Here are records with pictures in them. Copy all of them exactly and leave the pictures out.

Stored data ▸

○ ○ ○ ○

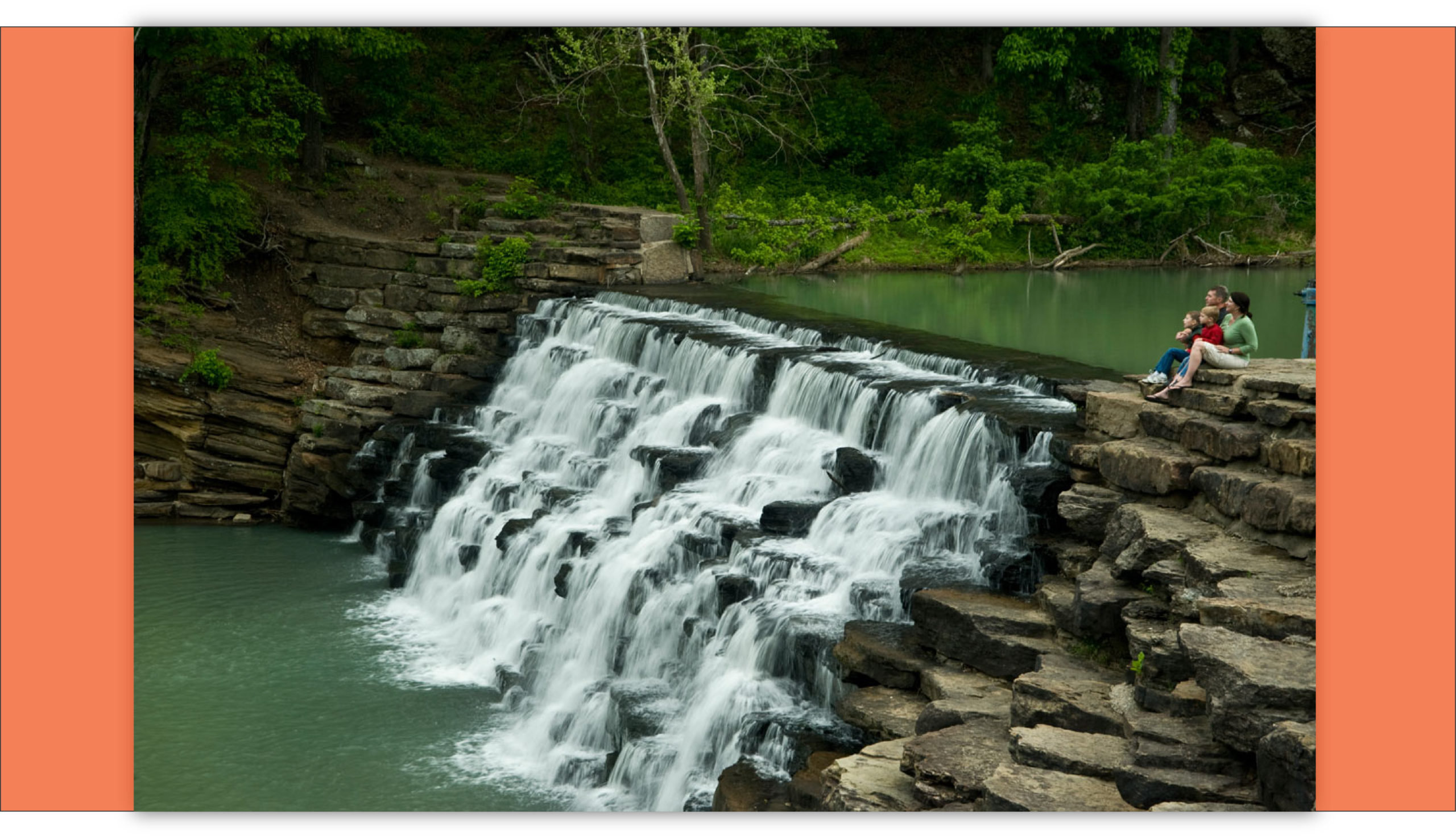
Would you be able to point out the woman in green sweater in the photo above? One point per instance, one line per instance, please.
(1239, 344)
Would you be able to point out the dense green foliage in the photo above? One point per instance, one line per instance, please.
(498, 264)
(410, 337)
(935, 139)
(212, 101)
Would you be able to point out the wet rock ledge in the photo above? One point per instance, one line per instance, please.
(329, 369)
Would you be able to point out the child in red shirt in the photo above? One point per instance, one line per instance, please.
(1209, 320)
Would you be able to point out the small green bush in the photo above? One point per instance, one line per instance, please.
(498, 266)
(524, 201)
(210, 369)
(410, 337)
(155, 283)
(686, 234)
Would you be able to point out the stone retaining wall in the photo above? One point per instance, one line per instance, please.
(279, 440)
(1167, 660)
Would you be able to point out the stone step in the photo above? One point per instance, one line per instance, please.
(947, 713)
(1163, 655)
(871, 781)
(1027, 788)
(958, 682)
(1066, 694)
(1087, 509)
(807, 787)
(882, 713)
(954, 764)
(743, 790)
(1145, 787)
(1290, 456)
(884, 653)
(1189, 700)
(1097, 608)
(1140, 535)
(1057, 599)
(1205, 758)
(1286, 764)
(362, 394)
(1252, 684)
(1256, 606)
(995, 634)
(1203, 807)
(960, 695)
(1070, 752)
(1225, 557)
(1149, 465)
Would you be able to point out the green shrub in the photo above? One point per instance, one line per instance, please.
(155, 283)
(686, 234)
(410, 337)
(210, 369)
(524, 201)
(498, 266)
(196, 225)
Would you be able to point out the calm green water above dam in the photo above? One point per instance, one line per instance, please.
(1108, 318)
(266, 679)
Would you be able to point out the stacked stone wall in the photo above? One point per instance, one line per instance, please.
(279, 442)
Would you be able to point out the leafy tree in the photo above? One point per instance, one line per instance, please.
(723, 86)
(212, 101)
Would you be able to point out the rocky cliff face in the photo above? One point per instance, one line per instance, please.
(1169, 664)
(366, 331)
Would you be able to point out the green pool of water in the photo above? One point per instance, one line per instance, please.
(261, 684)
(1122, 320)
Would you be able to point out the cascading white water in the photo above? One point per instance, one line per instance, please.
(641, 640)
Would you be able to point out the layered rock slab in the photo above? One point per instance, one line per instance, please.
(996, 634)
(1070, 752)
(1027, 788)
(871, 781)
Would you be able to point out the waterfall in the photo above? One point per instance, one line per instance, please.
(602, 559)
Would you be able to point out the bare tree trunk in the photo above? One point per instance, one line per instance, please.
(1135, 110)
(987, 56)
(313, 160)
(700, 134)
(826, 258)
(695, 255)
(657, 126)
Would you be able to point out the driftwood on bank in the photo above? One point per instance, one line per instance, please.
(1219, 257)
(849, 224)
(826, 258)
(1068, 258)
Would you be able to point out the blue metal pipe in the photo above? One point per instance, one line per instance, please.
(1308, 346)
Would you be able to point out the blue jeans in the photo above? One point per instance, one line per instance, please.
(1165, 365)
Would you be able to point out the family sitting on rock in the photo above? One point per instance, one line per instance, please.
(1221, 334)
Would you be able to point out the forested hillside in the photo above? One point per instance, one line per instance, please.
(948, 146)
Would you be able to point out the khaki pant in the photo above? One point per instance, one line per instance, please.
(1225, 360)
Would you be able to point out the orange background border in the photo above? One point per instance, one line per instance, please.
(1387, 655)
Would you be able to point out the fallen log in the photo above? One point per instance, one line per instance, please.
(1065, 260)
(826, 258)
(841, 224)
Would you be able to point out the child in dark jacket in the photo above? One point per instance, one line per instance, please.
(1176, 356)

○ ○ ○ ○

Correct output ▸
Would you be able to point out the woman in green sweater in the photo above? One point per instance, one line per instance, please.
(1239, 344)
Would you be able to point out the dense green foliage in the photo above? One point per instance, one line per instance, please.
(498, 264)
(410, 337)
(935, 139)
(212, 101)
Would you be able to point out the wet rock ledge in the photo above? One point per instance, one line per instance, please.
(329, 369)
Would you be able to point out the child in red shirt in the photo above? One point per instance, one line per instance, please.
(1209, 320)
Would you be able to point out the small green bush in the photo above? One point per instance, one line per instance, please.
(498, 266)
(524, 201)
(210, 369)
(410, 337)
(155, 283)
(686, 234)
Would you be able to point out the stone retaining wall in the photo above? One point per instance, one line per instance, please.
(279, 440)
(1167, 660)
Would you be able to point out the stone step in the photo above? One point per instance, one line per instance, please.
(947, 713)
(1163, 655)
(871, 781)
(1027, 788)
(958, 682)
(1066, 694)
(1087, 509)
(807, 787)
(882, 713)
(954, 764)
(743, 790)
(1145, 787)
(1290, 456)
(884, 653)
(1189, 700)
(1097, 608)
(1140, 535)
(1057, 599)
(1205, 758)
(1286, 764)
(362, 394)
(1252, 684)
(1256, 606)
(995, 634)
(1203, 807)
(960, 695)
(1070, 752)
(1225, 557)
(1149, 465)
Would you be able to point out the green shrub in the photo above? One point per instance, one line per instance, please.
(155, 283)
(686, 234)
(410, 337)
(210, 369)
(524, 201)
(498, 266)
(196, 225)
Would you be able to point out the calm green water above dam in the photo above? One point per instance, one line per instance, please.
(1108, 318)
(266, 679)
Would you be able to point out the stacked stone wall in the photo above? One point per instance, one line per instance, please.
(279, 442)
Would you be able to point out the leafy tree in the photo above? One point per instance, one line per instance, please.
(723, 86)
(212, 101)
Would you be able to point out the rocky cliff face in the photo above? One point per instance, one line per instance, please.
(1169, 664)
(366, 331)
Would you be able to point out the green pool of water in the photo above? One point per instance, one line per instance, please.
(261, 684)
(1122, 320)
Would you be able to point out the cascading white water in the photo above? One point per instance, one line per instance, please.
(641, 640)
Would you be able to point out the layered rock slab in the photo above? One point per instance, one line per instance, please.
(996, 634)
(1070, 752)
(1027, 788)
(871, 781)
Would you be able to point out the waterfall in the photo above? One point per instance, one line per instance, please.
(602, 559)
Would you be able to point out the bare tree trunk in the photo above? One point per instance, one line per instance, please.
(1135, 110)
(987, 56)
(313, 160)
(700, 134)
(826, 258)
(695, 255)
(657, 126)
Would you be able to point out the driftwood on bank in the photo above? One point per instance, one line per instance, please.
(1219, 257)
(849, 224)
(826, 258)
(1068, 258)
Would you be able to point out the blue metal pipe in the photo above? One point per instance, one line per instance, please.
(1308, 346)
Would you be able to point out the blue jeans in the photo above? One point per instance, one line per instance, please.
(1165, 365)
Would you be able to point out the family sitting on rock in the photo above? One point per instance, one line per instance, please.
(1221, 334)
Would you be able to point out the forested hillside in the photo above? One point per instance, one line per instance, please.
(948, 146)
Would you be able to point out the khaki pant in the photo above? One point per instance, one line per instance, please.
(1225, 360)
Would you be able to point out the orange background border in the photo above? One point per instance, one line per instance, please.
(1387, 655)
Would you be able to point out the fallen log in the photo above? One point per instance, one line per instance, please.
(1065, 260)
(826, 258)
(841, 224)
Would you be able to point out the child in dark jacket in the photo above? One point per instance, one line per instance, please.
(1176, 356)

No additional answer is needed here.